- **Items**
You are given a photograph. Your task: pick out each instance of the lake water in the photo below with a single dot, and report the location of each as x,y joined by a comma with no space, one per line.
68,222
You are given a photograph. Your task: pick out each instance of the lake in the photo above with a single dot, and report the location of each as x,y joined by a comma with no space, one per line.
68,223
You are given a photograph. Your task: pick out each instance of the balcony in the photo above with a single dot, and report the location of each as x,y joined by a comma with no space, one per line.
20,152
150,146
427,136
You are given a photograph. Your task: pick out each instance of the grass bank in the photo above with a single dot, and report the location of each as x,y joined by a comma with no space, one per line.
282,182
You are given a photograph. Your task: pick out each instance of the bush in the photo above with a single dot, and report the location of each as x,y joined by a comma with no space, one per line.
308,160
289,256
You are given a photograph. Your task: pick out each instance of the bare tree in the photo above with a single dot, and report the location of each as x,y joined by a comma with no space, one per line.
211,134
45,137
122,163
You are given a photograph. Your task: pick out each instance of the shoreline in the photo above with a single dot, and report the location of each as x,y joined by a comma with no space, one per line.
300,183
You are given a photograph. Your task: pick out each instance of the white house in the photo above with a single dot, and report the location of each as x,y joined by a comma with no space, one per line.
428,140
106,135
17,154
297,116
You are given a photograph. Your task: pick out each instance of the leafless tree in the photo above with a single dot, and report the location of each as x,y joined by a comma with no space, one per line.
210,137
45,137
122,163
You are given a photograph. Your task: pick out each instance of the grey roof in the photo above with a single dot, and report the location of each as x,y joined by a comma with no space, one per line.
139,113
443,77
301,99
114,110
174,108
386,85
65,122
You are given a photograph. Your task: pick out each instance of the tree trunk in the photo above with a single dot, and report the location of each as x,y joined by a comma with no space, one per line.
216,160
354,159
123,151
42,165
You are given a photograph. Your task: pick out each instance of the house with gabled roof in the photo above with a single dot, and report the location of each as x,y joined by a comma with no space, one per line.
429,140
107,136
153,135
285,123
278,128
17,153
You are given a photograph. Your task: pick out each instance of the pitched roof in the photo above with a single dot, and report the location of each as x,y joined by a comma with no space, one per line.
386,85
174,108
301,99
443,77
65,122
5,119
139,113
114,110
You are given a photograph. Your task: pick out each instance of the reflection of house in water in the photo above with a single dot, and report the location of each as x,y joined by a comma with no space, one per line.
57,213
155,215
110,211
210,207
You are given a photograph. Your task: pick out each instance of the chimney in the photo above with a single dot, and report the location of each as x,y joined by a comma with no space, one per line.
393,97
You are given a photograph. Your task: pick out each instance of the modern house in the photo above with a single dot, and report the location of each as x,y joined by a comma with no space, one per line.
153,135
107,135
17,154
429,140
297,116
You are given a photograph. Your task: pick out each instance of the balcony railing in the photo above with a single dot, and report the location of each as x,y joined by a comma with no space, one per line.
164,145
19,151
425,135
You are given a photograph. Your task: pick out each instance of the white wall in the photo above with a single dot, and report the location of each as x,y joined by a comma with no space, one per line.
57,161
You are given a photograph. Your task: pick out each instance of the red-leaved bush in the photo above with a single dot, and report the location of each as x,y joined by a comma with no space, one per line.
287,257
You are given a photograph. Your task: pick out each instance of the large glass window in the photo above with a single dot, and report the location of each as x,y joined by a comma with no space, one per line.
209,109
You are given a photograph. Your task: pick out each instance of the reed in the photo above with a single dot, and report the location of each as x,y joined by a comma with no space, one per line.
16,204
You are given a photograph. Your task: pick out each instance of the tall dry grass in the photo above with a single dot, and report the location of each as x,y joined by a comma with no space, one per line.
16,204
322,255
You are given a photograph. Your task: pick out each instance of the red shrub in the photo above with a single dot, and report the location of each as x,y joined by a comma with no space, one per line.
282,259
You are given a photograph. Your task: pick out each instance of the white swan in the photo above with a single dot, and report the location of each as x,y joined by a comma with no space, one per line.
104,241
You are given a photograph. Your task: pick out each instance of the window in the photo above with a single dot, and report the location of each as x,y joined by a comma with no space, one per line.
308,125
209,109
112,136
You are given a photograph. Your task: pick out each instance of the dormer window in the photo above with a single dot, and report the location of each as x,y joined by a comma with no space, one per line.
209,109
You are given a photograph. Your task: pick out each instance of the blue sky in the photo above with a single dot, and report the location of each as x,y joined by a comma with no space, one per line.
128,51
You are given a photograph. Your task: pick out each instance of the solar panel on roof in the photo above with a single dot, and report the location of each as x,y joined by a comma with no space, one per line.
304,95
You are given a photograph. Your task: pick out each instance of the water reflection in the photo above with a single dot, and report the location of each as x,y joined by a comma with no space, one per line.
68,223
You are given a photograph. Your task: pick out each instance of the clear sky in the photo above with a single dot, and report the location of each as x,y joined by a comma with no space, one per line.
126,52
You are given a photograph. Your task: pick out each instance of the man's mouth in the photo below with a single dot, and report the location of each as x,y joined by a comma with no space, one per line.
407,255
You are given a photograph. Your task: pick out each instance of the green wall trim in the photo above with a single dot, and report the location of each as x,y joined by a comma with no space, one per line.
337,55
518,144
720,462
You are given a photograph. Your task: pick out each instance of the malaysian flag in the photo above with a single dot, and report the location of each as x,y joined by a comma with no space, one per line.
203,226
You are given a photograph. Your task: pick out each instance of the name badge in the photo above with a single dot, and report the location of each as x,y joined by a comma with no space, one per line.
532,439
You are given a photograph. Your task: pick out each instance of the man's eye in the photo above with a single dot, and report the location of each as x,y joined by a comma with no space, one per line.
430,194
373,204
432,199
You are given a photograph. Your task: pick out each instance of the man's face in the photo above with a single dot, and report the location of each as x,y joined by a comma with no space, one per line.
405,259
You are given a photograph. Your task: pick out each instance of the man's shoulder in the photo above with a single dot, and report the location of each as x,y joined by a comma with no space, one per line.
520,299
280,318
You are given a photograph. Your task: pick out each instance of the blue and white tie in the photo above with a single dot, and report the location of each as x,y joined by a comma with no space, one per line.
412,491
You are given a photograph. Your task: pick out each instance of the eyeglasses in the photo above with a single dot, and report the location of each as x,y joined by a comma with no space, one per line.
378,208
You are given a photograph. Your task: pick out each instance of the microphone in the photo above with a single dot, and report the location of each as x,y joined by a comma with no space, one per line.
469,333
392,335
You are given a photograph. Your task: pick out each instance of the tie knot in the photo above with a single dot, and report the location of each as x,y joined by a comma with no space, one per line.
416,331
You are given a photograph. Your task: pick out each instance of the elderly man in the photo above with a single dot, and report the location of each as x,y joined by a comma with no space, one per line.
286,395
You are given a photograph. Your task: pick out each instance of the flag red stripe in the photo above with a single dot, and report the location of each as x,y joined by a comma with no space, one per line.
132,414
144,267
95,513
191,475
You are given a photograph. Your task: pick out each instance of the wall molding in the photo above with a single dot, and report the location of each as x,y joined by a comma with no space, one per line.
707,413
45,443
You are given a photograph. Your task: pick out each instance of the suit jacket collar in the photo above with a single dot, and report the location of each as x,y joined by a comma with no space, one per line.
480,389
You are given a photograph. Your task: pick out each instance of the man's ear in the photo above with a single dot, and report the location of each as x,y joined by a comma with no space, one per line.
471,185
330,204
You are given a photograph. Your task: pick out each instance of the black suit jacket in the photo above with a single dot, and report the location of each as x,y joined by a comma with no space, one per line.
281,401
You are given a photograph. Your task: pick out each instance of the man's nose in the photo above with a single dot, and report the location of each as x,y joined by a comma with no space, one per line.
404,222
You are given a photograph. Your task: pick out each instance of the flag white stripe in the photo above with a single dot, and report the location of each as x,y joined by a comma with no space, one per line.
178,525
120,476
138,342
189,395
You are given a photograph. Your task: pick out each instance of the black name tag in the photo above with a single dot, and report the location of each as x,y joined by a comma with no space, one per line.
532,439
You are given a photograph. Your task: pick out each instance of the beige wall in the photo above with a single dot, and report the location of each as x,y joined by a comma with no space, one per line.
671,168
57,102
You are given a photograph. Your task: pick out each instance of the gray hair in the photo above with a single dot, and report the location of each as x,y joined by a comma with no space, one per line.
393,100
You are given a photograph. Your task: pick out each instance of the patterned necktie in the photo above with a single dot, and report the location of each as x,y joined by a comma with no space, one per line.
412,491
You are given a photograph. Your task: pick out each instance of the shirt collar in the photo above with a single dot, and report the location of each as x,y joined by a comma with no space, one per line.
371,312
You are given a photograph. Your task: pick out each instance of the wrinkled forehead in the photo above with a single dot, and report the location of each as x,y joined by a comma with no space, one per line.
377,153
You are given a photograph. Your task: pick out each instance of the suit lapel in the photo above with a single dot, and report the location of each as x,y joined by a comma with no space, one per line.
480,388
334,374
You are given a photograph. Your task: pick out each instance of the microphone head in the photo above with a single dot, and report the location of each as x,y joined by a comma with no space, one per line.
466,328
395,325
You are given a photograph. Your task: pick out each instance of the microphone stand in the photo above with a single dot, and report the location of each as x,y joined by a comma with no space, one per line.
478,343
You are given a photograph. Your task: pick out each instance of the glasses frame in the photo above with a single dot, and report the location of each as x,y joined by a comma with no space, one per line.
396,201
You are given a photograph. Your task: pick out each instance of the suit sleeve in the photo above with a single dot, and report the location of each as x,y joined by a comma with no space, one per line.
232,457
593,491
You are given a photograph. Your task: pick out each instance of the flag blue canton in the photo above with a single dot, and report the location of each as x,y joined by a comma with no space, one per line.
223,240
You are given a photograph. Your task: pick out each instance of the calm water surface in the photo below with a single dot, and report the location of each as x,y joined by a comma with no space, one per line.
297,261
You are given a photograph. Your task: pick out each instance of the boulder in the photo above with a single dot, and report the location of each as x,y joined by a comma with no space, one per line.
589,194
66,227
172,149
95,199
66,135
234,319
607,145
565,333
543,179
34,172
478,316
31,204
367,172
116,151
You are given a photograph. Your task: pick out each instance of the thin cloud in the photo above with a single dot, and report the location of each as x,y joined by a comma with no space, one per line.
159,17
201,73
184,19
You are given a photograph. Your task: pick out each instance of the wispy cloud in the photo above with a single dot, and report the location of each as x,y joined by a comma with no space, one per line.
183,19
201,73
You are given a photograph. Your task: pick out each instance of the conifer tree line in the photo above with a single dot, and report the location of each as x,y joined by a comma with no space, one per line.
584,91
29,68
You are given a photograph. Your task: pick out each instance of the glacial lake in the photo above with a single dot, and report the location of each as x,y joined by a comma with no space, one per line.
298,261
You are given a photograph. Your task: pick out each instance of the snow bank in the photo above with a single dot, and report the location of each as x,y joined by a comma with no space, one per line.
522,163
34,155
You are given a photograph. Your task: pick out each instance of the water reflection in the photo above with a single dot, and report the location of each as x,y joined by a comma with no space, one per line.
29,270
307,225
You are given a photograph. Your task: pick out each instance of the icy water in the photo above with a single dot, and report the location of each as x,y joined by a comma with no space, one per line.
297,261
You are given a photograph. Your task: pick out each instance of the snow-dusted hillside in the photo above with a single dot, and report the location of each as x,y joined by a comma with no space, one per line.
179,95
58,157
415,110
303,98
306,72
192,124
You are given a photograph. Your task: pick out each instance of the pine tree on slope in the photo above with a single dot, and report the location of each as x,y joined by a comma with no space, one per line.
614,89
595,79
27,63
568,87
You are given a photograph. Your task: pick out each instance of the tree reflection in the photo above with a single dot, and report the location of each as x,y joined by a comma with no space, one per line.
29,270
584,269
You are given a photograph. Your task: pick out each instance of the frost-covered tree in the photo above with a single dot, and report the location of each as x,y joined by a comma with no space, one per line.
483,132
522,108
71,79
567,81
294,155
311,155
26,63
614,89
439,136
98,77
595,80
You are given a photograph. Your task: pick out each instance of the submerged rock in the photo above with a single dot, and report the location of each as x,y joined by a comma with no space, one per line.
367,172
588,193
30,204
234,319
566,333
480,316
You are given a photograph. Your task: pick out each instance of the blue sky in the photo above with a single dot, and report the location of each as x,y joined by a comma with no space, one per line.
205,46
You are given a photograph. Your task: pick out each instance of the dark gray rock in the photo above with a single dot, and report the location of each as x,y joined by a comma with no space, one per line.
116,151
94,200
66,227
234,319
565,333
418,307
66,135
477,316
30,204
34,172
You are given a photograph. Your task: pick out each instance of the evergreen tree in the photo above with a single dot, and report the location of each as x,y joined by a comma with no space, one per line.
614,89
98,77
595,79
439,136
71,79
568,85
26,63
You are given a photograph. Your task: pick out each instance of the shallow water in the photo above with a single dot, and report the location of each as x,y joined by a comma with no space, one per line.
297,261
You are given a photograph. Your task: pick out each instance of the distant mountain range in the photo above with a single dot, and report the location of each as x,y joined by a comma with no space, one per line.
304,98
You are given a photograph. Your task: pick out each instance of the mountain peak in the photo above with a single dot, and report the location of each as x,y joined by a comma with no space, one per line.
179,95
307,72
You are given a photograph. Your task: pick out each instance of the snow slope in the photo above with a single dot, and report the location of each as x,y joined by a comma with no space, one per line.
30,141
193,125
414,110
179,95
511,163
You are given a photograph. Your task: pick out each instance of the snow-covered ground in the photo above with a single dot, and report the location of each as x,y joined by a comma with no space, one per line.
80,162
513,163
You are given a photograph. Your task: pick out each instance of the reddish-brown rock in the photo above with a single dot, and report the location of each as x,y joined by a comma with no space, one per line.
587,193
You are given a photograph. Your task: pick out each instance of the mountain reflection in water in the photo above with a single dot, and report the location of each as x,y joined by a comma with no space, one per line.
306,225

- **Aim**
Output the items from the line containing "the mountain peak" through the end of the items as a two-column CSV with the headers item_text and reply, one row per item. Put each field in double quotes, and replace every line break inside a field with a space.

- **Written reply**
item_text,reply
"You are given a photograph. Your task: pick out each instance of the mountain peak in the photo above with a single dot, and report the location of each as x,y joined by a comma with no space, one per line.","179,95 307,72"
"You are given a photograph. Your task: pick out each instance of the snow slope in the photo above with a single dot, and report the location of each as x,y joined by a comma with no space, one per line.","30,141 193,125 414,110 179,95 511,163"
"You are given a photograph. Your task: pick out each instance of the snow-covered ground in the photo above with a single dot, and report the location of each as x,y joined by a comma with no space, one per line.","80,162 513,163"
"You are given a photograph. Your task: pick out each instance of the reddish-brown rock in the photo above with a single dot, and report the location of each as x,y joined by a comma with no space, one per line.","587,193"
"You are given a photograph. Your task: pick out each instance of the mountain reflection in water in the photo above with a single dot, and report the location of each as x,y joined by a comma with no space, one per line.","306,225"